═══ Records to process ═══

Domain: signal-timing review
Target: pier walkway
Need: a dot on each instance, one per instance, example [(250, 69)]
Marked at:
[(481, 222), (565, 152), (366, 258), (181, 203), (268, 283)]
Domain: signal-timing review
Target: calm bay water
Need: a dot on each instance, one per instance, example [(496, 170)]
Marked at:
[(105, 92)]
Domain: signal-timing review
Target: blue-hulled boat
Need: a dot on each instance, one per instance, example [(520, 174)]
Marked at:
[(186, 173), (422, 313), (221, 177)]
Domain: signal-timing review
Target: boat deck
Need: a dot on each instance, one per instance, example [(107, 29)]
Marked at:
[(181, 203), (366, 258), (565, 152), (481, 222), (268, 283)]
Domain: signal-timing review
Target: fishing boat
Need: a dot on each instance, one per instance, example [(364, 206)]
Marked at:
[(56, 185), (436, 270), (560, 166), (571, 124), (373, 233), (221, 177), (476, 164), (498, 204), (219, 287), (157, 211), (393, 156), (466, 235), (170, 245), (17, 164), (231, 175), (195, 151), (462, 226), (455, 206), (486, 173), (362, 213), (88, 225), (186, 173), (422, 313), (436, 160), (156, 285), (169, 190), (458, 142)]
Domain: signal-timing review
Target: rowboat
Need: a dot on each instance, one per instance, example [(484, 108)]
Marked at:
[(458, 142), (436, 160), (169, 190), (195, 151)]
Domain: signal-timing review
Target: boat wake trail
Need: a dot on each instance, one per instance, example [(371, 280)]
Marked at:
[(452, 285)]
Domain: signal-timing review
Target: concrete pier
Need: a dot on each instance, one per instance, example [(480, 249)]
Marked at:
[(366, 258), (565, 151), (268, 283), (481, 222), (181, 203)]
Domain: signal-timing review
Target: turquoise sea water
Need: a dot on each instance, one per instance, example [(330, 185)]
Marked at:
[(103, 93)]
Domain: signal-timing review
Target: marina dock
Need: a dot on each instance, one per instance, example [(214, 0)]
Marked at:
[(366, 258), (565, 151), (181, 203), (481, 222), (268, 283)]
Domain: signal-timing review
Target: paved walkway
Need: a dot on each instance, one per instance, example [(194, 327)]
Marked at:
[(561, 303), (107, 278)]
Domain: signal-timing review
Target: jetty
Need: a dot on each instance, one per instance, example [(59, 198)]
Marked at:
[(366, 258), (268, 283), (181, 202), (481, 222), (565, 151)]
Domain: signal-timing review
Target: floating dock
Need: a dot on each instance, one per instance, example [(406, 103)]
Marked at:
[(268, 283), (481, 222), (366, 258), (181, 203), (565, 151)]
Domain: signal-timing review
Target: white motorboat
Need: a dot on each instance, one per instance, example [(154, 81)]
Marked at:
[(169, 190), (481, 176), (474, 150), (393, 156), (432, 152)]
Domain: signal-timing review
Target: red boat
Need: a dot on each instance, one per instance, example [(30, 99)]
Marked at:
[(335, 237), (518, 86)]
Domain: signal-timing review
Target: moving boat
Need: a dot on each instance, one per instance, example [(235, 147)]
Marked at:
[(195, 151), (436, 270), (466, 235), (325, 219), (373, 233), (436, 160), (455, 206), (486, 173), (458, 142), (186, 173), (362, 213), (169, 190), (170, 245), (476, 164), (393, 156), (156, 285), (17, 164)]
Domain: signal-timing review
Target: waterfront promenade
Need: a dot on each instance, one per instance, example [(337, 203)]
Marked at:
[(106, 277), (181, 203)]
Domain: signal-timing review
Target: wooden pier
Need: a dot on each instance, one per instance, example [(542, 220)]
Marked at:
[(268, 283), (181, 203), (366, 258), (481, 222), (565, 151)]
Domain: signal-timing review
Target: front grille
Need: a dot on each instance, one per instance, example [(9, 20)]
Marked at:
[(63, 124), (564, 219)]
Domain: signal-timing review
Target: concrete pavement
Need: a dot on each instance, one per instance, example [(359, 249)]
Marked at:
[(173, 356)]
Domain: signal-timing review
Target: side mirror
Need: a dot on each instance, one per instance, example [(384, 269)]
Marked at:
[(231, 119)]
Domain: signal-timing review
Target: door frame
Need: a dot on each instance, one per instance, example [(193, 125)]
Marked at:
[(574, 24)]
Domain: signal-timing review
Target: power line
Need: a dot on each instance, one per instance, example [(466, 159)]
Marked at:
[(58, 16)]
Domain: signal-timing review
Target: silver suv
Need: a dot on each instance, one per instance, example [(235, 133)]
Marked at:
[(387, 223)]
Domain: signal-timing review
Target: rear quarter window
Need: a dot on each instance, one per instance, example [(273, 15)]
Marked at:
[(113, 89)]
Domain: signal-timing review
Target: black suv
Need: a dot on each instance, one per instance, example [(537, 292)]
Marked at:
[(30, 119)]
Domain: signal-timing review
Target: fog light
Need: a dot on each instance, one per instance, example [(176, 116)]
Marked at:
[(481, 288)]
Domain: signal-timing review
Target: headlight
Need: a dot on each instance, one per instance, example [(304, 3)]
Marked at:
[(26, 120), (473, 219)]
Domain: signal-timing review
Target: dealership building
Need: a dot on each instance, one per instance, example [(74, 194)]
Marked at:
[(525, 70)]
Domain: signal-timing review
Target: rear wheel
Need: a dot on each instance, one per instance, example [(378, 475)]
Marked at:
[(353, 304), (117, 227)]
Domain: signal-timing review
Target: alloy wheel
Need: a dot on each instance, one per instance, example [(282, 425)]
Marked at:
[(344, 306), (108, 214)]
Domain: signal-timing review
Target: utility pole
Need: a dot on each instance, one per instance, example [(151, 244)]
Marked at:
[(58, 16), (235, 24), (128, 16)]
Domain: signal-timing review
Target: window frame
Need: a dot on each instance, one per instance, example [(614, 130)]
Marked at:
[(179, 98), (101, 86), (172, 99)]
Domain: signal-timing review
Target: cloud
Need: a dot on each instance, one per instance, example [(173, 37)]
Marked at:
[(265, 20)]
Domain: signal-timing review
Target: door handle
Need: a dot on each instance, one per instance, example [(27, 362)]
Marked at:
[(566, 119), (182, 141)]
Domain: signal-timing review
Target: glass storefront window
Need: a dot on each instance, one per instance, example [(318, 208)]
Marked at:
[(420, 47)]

═══
═══ Records to process ═══

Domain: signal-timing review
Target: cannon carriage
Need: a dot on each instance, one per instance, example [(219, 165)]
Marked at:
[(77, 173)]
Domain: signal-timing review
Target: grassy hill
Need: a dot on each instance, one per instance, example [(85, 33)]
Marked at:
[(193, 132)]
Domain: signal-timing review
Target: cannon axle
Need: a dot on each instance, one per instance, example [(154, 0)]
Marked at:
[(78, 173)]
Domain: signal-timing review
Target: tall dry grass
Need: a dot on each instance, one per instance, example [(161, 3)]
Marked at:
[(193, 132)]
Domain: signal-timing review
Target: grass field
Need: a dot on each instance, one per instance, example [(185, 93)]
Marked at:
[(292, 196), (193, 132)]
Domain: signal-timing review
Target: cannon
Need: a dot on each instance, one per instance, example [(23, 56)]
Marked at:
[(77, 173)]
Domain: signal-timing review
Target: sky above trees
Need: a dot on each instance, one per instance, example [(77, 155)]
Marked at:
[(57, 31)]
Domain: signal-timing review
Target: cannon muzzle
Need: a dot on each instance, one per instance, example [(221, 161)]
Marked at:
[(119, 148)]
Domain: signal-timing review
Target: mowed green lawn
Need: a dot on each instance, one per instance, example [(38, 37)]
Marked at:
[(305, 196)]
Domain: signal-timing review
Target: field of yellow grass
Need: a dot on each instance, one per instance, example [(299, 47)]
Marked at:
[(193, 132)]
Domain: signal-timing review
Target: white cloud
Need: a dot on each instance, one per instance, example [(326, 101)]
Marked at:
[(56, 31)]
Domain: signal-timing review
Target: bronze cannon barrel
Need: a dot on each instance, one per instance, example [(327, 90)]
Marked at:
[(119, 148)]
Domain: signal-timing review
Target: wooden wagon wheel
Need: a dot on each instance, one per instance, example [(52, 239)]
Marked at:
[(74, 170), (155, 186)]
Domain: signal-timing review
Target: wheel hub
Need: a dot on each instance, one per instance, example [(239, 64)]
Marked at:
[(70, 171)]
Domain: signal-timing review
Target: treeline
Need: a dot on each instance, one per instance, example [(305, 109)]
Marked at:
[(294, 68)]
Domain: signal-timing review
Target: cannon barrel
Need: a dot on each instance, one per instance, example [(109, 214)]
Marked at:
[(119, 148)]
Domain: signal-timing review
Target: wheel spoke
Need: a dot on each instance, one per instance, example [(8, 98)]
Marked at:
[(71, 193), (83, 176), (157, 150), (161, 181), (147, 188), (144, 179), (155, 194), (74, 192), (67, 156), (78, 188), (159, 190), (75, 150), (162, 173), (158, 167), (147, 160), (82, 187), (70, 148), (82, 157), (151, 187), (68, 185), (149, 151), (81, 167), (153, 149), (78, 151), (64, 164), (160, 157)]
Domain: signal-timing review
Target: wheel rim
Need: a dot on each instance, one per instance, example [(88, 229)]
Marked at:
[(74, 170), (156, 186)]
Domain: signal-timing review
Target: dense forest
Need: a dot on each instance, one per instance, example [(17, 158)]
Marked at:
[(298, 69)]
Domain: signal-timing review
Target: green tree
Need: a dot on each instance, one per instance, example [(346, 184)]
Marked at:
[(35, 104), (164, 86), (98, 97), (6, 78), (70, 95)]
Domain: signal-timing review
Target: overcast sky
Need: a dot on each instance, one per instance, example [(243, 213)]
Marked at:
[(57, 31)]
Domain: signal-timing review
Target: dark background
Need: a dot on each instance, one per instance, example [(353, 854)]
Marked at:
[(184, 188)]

═══
═══ Records to process ═══

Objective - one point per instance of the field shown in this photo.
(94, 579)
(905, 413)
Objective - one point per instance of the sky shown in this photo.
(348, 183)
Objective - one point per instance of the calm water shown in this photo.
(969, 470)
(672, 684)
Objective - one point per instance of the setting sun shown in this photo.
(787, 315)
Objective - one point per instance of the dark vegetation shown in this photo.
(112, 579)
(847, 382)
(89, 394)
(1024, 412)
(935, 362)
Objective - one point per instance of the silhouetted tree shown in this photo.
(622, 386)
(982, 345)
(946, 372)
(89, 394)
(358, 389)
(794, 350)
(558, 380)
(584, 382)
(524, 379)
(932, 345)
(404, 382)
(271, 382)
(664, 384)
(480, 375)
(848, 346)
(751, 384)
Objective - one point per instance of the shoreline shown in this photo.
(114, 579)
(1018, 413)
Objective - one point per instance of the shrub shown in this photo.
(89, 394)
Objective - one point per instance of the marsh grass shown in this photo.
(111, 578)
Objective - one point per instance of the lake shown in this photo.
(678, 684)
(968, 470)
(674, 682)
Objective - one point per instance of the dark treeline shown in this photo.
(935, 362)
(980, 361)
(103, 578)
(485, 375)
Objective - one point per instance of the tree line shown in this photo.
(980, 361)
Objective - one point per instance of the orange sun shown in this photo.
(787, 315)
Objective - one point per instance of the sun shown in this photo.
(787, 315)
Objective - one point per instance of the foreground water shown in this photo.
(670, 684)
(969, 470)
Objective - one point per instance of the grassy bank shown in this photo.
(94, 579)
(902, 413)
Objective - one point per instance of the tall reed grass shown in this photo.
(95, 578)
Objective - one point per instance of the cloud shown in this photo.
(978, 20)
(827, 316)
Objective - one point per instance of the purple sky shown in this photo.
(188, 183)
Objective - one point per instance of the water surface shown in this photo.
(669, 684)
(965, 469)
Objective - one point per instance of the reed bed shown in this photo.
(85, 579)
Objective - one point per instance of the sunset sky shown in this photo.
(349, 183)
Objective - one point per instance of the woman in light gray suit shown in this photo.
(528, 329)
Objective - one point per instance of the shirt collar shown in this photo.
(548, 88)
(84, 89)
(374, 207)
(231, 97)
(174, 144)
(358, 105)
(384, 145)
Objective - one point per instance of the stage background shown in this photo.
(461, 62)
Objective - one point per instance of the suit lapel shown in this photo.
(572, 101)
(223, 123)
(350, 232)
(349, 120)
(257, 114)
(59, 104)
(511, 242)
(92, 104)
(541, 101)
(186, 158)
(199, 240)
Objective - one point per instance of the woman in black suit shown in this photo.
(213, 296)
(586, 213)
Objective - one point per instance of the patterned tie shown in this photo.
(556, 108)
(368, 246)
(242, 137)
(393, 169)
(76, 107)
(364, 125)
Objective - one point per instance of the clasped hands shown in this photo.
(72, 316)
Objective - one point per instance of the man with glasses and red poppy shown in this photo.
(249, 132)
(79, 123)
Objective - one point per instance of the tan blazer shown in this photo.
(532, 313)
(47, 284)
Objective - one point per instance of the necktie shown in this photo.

═══

Task directions:
What is asked for is an exact copy of the lines above from the one containing "Target: wooden pier" through the one containing "Target: concrete pavement", and only those.

Solution below:
Target: wooden pier
Need: a dot on each instance, one per instance, example [(542, 220)]
Marked at:
[(268, 283), (181, 203), (366, 258), (481, 222), (565, 151)]
Domain: signal-timing review
Target: front grille
Need: a dot on each instance, one per instance, example [(9, 20)]
Marked at:
[(63, 124), (564, 219)]
Domain: signal-timing review
Target: concrete pavement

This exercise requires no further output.